[Stated problem]: Render as a numbered list, omitting blank lines, the lines of the listing between the line containing "Target = airplane nose" and the line containing "x=976 y=309", inclusive, and only those lines.

# Start of Dataset

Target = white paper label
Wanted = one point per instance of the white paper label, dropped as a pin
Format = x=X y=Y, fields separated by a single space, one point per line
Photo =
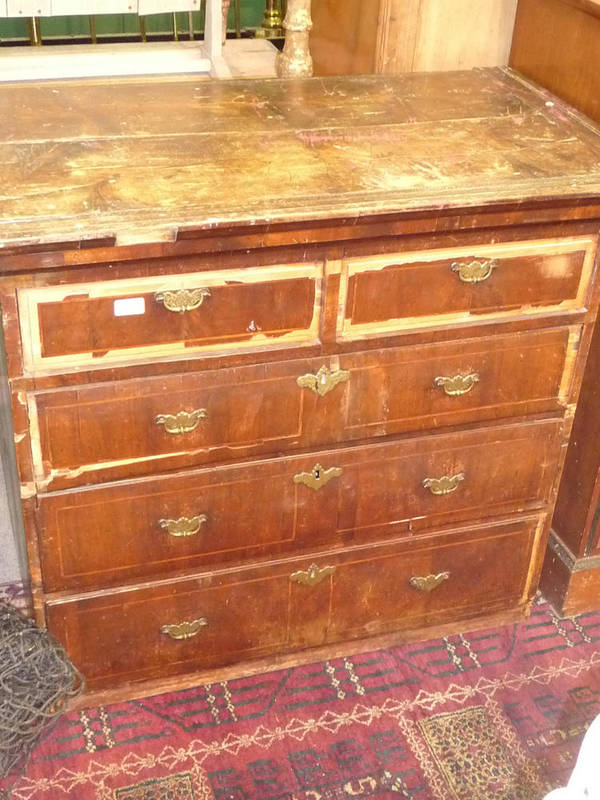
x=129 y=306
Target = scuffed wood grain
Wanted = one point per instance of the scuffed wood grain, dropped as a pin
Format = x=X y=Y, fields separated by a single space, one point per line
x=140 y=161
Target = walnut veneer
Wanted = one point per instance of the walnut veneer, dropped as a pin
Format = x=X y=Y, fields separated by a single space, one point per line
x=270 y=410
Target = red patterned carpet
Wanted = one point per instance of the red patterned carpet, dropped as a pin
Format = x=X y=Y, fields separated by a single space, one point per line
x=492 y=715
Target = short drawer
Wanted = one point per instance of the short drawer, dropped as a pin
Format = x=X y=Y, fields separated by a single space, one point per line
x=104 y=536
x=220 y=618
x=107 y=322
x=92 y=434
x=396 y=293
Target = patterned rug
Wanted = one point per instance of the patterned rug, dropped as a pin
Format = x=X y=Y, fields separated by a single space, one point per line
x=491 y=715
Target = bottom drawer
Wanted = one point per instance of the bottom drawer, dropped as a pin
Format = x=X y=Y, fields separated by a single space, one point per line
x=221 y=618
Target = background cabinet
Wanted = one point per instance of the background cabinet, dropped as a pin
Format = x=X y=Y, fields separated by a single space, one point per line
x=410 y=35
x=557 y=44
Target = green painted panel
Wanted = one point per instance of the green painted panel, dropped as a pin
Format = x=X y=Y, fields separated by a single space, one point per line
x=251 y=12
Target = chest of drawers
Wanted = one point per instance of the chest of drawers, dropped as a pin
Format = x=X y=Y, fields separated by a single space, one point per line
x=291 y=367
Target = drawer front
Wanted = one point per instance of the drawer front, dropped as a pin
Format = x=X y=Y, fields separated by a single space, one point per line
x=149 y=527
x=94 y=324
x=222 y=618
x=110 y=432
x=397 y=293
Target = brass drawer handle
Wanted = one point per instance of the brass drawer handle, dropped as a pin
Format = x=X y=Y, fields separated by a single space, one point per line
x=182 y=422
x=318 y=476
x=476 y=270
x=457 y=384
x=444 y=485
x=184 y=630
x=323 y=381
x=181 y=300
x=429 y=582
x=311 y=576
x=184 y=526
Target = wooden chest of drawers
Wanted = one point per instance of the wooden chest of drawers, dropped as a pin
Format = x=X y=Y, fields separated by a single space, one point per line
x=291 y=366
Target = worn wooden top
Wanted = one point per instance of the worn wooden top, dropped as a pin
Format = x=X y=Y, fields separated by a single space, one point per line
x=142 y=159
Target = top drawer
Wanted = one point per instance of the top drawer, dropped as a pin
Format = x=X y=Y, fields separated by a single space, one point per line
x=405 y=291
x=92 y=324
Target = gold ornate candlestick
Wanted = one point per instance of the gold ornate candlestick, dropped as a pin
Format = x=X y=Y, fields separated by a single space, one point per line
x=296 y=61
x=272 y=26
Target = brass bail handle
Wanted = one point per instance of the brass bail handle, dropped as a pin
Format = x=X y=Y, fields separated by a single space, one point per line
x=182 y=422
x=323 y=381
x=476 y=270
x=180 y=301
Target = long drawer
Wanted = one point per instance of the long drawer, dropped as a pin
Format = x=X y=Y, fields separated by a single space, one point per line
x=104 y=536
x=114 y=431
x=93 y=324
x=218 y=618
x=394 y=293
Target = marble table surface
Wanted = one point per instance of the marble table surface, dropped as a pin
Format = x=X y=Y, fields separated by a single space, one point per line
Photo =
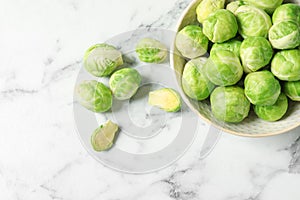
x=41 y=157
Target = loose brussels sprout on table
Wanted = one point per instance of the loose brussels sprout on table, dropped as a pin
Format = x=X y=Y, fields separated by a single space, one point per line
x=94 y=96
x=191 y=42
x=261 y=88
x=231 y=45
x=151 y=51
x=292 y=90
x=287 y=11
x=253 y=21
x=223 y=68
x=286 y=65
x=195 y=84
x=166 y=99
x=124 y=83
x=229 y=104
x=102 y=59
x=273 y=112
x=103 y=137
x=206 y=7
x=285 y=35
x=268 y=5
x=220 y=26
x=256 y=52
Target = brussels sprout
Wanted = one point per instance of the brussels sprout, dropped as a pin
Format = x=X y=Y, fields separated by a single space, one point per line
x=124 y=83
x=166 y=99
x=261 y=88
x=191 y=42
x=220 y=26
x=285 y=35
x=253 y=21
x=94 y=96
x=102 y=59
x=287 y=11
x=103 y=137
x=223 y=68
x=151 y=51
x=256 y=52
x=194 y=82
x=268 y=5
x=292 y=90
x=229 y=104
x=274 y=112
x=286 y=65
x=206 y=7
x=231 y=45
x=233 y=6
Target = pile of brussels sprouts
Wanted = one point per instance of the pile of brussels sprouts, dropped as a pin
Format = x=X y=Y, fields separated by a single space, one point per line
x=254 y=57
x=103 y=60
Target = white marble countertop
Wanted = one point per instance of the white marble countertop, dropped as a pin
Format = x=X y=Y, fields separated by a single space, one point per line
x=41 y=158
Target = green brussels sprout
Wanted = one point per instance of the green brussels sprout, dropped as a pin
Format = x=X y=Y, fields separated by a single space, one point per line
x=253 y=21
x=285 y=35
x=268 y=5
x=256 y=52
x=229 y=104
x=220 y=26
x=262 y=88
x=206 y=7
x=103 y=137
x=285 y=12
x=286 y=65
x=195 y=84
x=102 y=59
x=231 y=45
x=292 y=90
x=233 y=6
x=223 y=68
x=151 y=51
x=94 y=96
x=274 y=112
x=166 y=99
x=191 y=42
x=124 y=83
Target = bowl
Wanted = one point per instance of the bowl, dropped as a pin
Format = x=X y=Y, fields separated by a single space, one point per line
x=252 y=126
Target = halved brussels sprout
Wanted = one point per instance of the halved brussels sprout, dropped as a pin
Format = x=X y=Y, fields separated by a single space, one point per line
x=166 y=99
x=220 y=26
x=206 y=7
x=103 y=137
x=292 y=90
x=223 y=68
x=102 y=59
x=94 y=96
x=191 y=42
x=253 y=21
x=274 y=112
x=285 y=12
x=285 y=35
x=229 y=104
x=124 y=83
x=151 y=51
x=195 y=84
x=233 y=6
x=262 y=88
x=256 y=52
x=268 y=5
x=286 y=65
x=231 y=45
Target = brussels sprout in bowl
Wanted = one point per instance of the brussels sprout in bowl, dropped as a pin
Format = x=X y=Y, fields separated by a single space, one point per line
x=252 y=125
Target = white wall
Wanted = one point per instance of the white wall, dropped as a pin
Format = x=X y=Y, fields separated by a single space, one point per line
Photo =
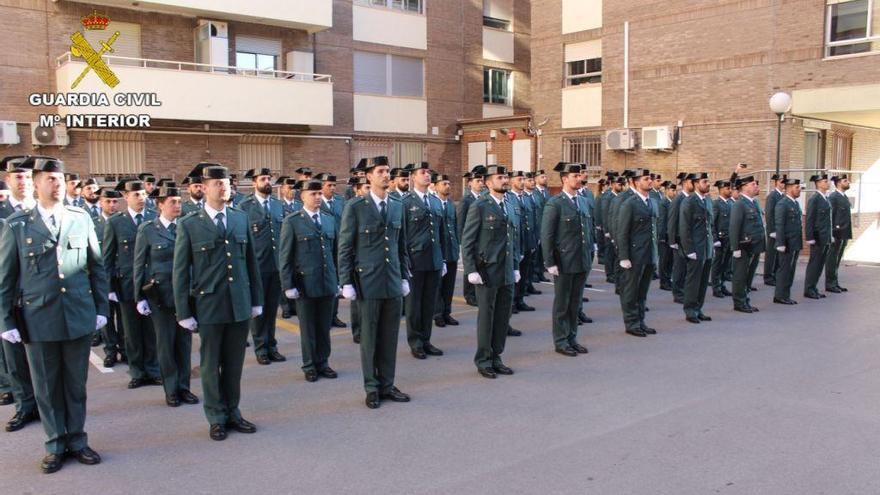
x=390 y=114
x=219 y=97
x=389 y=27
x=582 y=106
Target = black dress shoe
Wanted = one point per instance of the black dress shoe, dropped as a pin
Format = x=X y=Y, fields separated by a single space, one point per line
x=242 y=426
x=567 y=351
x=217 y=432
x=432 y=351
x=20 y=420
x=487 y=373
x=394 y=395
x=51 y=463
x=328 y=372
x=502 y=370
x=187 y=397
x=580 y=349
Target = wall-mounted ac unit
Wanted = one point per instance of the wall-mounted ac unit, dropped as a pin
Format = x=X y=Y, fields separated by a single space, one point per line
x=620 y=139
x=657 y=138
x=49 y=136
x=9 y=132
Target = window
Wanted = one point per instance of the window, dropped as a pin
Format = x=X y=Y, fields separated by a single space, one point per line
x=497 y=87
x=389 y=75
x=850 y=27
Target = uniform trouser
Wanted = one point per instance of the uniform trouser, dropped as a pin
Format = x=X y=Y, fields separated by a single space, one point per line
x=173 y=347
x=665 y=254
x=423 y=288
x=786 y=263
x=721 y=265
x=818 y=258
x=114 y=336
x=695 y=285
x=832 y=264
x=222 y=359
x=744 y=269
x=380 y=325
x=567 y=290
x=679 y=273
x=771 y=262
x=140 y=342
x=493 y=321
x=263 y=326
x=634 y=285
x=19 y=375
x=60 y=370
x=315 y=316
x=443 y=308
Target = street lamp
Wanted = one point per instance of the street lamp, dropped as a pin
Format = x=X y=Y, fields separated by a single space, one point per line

# End of Dataset
# Start of Dataset

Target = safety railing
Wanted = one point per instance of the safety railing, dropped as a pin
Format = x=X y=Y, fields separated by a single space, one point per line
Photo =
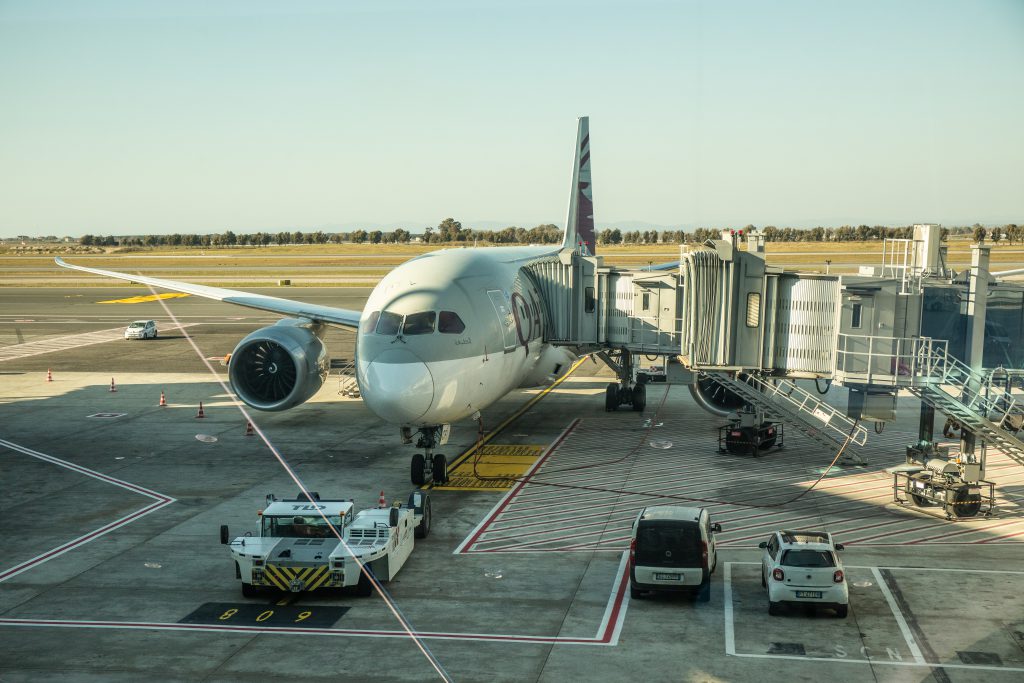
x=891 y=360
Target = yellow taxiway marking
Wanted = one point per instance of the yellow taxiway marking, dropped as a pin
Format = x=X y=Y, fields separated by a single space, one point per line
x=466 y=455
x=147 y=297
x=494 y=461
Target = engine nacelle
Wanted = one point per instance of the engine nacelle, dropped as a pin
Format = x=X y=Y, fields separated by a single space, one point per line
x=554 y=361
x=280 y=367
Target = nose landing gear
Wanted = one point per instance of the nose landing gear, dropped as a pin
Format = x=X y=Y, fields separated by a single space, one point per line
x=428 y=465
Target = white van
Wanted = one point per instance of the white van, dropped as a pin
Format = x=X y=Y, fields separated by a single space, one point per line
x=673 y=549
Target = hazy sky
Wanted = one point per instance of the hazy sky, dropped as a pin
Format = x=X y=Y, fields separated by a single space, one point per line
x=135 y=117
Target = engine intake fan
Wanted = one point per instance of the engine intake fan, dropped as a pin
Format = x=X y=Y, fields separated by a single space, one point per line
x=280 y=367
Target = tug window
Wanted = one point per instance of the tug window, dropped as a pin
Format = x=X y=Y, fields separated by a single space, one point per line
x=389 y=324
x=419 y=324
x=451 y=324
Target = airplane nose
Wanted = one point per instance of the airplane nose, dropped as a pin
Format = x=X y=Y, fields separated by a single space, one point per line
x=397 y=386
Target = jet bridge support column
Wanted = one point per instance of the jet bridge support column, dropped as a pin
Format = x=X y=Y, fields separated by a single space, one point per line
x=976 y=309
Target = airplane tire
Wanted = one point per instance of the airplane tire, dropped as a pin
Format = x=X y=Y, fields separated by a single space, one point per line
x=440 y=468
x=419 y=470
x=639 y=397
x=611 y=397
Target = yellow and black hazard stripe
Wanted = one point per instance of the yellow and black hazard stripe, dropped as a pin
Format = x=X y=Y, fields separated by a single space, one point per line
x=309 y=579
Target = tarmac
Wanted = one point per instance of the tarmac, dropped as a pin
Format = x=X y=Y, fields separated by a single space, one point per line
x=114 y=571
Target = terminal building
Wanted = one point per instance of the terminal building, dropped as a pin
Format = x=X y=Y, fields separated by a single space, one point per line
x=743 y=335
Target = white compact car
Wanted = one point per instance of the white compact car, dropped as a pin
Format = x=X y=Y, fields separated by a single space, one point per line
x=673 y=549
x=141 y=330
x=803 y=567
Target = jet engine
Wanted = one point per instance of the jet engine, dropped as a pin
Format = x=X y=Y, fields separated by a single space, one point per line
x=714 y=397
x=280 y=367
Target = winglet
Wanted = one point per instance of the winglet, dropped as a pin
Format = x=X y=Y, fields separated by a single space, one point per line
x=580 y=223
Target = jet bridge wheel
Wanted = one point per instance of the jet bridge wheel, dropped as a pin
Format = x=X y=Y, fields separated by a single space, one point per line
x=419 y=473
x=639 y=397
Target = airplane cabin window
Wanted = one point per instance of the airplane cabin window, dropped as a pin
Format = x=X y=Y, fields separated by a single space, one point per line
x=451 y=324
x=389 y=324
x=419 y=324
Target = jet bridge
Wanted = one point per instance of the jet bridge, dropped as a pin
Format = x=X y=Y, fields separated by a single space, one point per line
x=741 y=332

# End of Dataset

[Result of this task]:
1. Target = airplane nose
2. Wanted = one point per instance of the airplane nose, dropped as a pin
3. Format = x=X y=Y, fields separated by a single space, one point per line
4. x=397 y=386
5. Target = jet bridge support column
6. Wanted = one point per instance of the jet bridge support column, dropped as a pin
7. Format = x=X y=Y, fields separated by a single space, one point per line
8. x=976 y=309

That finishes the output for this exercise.